Copy the lines below verbatim, but only from the line containing "Reviewer check: make sure each instance of the gray wall" through the end of the data.
+++
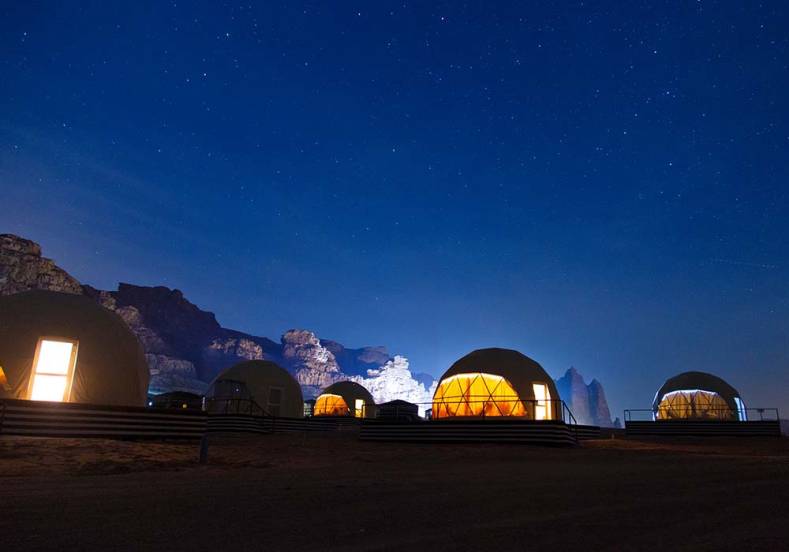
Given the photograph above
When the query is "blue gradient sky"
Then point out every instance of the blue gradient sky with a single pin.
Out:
(598, 184)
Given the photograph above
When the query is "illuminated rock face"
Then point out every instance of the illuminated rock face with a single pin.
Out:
(22, 268)
(394, 380)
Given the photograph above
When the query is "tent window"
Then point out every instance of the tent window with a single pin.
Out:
(742, 413)
(4, 381)
(476, 394)
(331, 405)
(274, 400)
(542, 398)
(694, 404)
(53, 370)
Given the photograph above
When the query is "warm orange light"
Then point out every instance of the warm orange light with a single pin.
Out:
(53, 370)
(542, 396)
(331, 405)
(693, 403)
(476, 394)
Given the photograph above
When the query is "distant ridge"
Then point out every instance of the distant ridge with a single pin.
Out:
(186, 347)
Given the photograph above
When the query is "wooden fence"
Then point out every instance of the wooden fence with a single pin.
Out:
(703, 428)
(471, 431)
(47, 419)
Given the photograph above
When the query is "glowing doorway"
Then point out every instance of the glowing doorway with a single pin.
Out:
(53, 370)
(542, 402)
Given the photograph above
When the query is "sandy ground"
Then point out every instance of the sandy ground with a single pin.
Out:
(312, 492)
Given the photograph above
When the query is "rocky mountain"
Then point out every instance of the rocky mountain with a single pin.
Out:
(186, 347)
(587, 402)
(394, 380)
(22, 267)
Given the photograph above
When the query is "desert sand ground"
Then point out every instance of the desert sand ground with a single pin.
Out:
(332, 492)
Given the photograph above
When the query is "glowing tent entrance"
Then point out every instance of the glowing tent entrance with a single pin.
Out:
(331, 405)
(694, 404)
(480, 394)
(53, 370)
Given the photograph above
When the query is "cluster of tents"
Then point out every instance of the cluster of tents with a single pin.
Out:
(67, 348)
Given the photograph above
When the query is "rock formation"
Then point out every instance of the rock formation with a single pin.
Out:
(22, 267)
(587, 402)
(394, 380)
(186, 347)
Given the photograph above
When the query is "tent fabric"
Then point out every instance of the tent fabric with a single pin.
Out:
(111, 368)
(494, 382)
(350, 392)
(264, 382)
(519, 370)
(693, 405)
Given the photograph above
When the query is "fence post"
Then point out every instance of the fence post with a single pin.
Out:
(204, 449)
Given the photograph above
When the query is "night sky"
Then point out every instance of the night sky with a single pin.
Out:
(597, 184)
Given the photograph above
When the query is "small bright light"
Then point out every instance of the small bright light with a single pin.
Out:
(54, 357)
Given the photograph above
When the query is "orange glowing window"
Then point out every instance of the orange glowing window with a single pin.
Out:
(331, 405)
(476, 394)
(358, 408)
(53, 370)
(542, 401)
(694, 403)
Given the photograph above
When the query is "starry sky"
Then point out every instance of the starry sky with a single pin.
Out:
(597, 184)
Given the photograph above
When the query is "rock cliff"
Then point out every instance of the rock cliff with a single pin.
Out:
(22, 267)
(186, 347)
(587, 402)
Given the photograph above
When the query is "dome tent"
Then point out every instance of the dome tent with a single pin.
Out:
(493, 383)
(345, 398)
(67, 348)
(260, 382)
(695, 396)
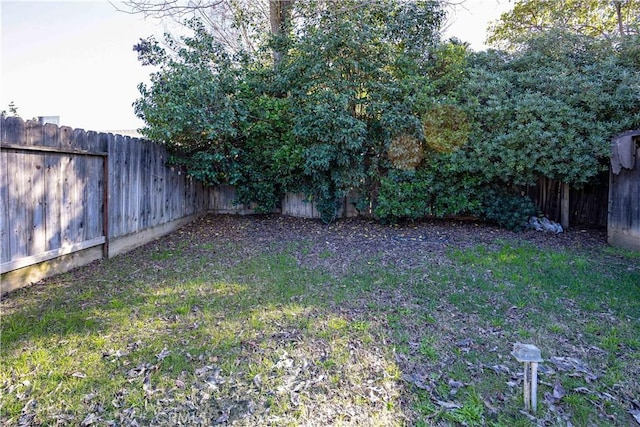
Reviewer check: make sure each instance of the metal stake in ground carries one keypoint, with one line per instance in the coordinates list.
(529, 354)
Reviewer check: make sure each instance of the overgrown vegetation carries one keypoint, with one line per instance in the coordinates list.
(276, 321)
(364, 98)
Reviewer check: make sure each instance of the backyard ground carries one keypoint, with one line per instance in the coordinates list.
(269, 320)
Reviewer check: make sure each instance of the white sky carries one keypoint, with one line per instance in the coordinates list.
(75, 60)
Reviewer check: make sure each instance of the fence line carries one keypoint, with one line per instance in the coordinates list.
(68, 193)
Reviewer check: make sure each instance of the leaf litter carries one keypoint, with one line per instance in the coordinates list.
(316, 379)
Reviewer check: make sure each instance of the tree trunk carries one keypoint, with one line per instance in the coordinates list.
(618, 5)
(279, 15)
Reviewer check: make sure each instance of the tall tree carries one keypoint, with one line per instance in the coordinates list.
(596, 18)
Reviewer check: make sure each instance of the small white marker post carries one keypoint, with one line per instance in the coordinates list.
(529, 354)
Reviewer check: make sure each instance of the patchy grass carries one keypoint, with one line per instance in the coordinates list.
(276, 321)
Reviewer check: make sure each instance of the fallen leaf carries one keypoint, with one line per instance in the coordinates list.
(163, 354)
(558, 391)
(448, 405)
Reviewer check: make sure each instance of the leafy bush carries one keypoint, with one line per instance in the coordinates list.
(511, 211)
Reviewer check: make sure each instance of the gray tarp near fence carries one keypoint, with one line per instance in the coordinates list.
(623, 225)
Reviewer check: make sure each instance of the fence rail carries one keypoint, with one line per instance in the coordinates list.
(64, 191)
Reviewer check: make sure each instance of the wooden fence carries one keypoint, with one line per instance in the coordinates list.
(586, 206)
(623, 228)
(68, 197)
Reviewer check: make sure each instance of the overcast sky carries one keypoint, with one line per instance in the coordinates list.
(75, 60)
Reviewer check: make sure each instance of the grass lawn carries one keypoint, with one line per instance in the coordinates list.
(278, 321)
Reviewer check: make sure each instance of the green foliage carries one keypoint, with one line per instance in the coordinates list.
(549, 111)
(364, 98)
(594, 18)
(511, 211)
(349, 79)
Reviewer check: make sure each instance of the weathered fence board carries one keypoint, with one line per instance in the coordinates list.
(623, 227)
(57, 183)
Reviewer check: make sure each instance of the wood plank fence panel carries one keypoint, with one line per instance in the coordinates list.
(53, 180)
(54, 190)
(34, 197)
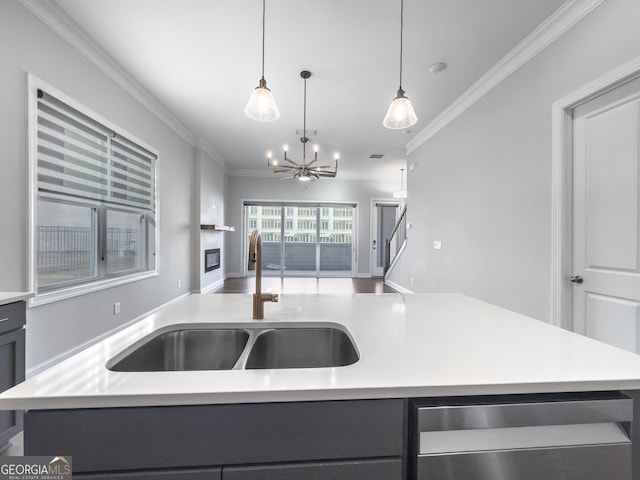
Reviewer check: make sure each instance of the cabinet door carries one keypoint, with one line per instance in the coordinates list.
(383, 469)
(190, 474)
(11, 372)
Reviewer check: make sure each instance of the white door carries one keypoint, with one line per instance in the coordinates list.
(383, 221)
(606, 217)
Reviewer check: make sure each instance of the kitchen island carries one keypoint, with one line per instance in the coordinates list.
(359, 421)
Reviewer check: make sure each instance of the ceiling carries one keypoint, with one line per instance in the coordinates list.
(201, 59)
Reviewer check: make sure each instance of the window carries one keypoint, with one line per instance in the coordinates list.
(271, 224)
(342, 212)
(94, 198)
(342, 225)
(306, 225)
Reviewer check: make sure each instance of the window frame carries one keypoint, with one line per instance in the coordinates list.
(107, 281)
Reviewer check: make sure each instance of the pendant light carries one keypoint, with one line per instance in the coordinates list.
(262, 106)
(400, 113)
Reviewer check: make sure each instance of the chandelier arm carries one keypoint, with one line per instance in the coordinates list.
(286, 168)
(318, 167)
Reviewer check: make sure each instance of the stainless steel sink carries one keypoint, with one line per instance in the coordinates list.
(237, 347)
(302, 348)
(186, 350)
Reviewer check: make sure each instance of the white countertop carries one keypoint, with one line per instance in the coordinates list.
(10, 297)
(410, 346)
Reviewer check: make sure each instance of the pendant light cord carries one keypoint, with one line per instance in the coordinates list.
(304, 124)
(263, 24)
(401, 35)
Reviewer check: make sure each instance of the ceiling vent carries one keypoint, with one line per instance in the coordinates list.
(310, 133)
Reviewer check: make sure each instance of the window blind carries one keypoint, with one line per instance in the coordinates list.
(80, 157)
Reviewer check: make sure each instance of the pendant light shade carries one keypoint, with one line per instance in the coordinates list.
(262, 106)
(400, 113)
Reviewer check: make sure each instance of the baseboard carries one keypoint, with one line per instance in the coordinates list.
(397, 287)
(214, 286)
(41, 367)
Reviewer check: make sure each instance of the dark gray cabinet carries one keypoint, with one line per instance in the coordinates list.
(326, 439)
(183, 474)
(12, 364)
(381, 469)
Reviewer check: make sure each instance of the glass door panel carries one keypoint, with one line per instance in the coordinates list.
(300, 239)
(268, 220)
(336, 241)
(303, 241)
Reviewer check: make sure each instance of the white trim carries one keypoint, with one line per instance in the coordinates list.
(41, 367)
(561, 186)
(397, 287)
(547, 32)
(57, 20)
(341, 176)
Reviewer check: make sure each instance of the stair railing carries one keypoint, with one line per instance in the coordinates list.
(396, 241)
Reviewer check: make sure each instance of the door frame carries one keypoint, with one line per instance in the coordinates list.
(561, 313)
(374, 223)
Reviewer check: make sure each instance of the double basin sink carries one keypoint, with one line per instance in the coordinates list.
(238, 347)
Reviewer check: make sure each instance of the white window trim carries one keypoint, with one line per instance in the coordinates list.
(33, 84)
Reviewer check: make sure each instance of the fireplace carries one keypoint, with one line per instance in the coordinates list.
(211, 259)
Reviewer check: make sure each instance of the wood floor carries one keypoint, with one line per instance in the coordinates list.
(306, 285)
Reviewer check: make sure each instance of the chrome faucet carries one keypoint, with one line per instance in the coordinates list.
(255, 263)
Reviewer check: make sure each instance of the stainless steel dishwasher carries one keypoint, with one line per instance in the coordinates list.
(522, 437)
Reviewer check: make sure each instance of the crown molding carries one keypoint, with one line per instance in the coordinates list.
(546, 33)
(52, 15)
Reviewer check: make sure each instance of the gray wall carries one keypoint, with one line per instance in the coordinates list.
(210, 181)
(273, 188)
(482, 185)
(27, 45)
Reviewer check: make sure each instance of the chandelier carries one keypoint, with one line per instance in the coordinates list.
(303, 171)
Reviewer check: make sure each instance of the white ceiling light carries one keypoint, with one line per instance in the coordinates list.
(262, 106)
(402, 193)
(303, 171)
(400, 114)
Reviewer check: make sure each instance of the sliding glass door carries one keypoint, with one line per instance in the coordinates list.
(304, 239)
+++
▶ [CORRECT ANSWER]
Reviewer check: make sure each instance of the gray wall carries one keypoint, with one line per instance in the coordinates list.
(210, 181)
(273, 188)
(482, 185)
(27, 45)
Reviewer check: make sure each instance of the chandelier carries one keypoint, with one line per instance in the coordinates list.
(303, 171)
Reviewer check: make sure each instance of the white ceiling light carries one keypoint, with one line per instance in the coordinates list.
(262, 106)
(402, 193)
(303, 171)
(400, 114)
Reviewer check: make sure each instance of the sliding glass door carries one keypoint, with one line per instance in the coordinates list.
(304, 239)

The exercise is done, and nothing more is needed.